> **EXCERPTED PASSAGE**
-*-*-

In Japan, Logan meets Yashida’s suspicious looking son, Shingen (Hiroyuki Sanada) and Yashida’s granddaughter, Mariko, played by the gorgeous model and newcomer to acting, Tao Okamoto. It’s a tragedy for Logan to have to outlive the people he loves. The fact that he’s virtually immortal is just salt on the wound. So, it’s not a surprise when Yashida proposes to take away this immortality as a gift rather than a burden. But he doesn’t just want to spare Logan several lifetime’s worth of emotional torment; he wants the immortality for himself. Logan refuses this eerie power transplant.

The action starts as Viper (Svetlana Khodchenkova), an over-the-top femme fetale with a snake-like tongue and toxic touch, injects Logan with a parasite that damages his healing factor. Furthermore, Logan is informed that Yashida has died. At his funeral, Mariko is kidnapped by Yakuza assassins. With the help of Kenuichio Harada (Will Yun Lee), an archer and associate of Yashida, Logan saves Mariko. They’re further pursued by the Yakuza who’re after Mariko for reasons we’ll learn in time. Harada’s isn’t completely loyal to Logan, though. He’s working with Viper to capture the Canadian mutant, again, for reasons we’ll learn in time. The plot seems like it’s going to get out of hand, but it contains just enough layers to remain interesting without becoming convoluted.

There’re a few mildly entertaining set pieces, one involving Logan battling a Yakuza assassin on the roof of a bullet train going at top speed through Tokyo and another that sees him fight the Silver Samurai, one of the film’s antagonists, in a research facility. But the action is the most exciting when Logan or Yukio engage in combat with the assassins on even ground sans the speeding trains and gigantic suits of armor. The choreography is far from advanced, but it’s still good fun.

The movie does often struggle to maintain its realistic tone. Marco Beltrami’s score is, at times, overly theatrical, reminding one of old Dracula films near the end. The sound effects are also overwhelming; I’m quite sure stabbing somebody with claws wouldn’t sound so thunderous. And Viper, alluring at the start, becomes an annoying distraction whose powers and comic nastiness feel out of place here.

-*-*-

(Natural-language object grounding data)
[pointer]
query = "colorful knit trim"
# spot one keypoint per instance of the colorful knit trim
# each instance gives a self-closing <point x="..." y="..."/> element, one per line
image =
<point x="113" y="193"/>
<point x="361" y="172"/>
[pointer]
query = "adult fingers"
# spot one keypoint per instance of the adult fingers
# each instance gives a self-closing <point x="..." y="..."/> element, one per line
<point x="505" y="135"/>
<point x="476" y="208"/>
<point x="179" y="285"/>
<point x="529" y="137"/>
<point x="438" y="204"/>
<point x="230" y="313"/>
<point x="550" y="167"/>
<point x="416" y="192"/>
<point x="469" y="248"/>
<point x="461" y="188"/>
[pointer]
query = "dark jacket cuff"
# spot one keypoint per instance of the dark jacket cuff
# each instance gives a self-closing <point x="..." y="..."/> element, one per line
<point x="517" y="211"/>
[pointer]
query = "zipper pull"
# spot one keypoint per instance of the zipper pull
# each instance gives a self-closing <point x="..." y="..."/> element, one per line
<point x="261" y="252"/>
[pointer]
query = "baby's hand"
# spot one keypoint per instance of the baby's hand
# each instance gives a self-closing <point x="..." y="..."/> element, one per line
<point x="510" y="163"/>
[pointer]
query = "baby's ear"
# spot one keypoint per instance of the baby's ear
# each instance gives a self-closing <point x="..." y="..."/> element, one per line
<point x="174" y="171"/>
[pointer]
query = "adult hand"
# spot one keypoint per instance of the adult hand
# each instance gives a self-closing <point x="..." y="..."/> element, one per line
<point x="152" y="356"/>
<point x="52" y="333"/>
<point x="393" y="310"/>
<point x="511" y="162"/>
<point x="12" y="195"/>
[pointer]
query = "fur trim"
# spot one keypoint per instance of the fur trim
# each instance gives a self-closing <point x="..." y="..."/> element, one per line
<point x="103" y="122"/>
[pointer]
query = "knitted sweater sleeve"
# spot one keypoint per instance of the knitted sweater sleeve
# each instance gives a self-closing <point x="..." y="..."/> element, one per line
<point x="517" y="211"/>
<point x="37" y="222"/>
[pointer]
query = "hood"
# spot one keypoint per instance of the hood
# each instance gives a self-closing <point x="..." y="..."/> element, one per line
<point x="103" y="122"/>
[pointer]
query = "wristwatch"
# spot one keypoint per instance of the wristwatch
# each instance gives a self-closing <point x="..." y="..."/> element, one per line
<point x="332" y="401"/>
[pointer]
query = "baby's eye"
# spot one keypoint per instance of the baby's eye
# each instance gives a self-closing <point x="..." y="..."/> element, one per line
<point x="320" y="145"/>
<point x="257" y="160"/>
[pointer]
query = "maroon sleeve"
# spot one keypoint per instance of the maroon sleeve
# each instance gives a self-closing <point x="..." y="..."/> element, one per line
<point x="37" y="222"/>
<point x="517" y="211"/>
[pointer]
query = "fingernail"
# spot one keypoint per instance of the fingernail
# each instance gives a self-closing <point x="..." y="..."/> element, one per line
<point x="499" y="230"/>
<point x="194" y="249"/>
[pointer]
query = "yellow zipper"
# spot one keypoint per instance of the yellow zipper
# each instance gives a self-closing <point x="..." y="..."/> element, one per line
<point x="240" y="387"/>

-*-*-

> **WHAT IS EXPECTED**
Decide whether each statement agrees with the film review above, answering yes or no and quoting the deciding words from the review. (a) Viper infects Logan with something that harms his healing factor. (b) Logan accepts Yashida's offer to take away his immortality. (c) The review finds the action most exciting in the bullet train fight.

> **RESPONSE TO THIS TASK**
(a) Yes: "injects Logan with a parasite that damages his healing factor"
(b) No: "Logan refuses this eerie power transplant."
(c) No: "the action is the most exciting when Logan or Yukio engage in combat with the assassins on even ground sans the speeding trains and gigantic suits of armor"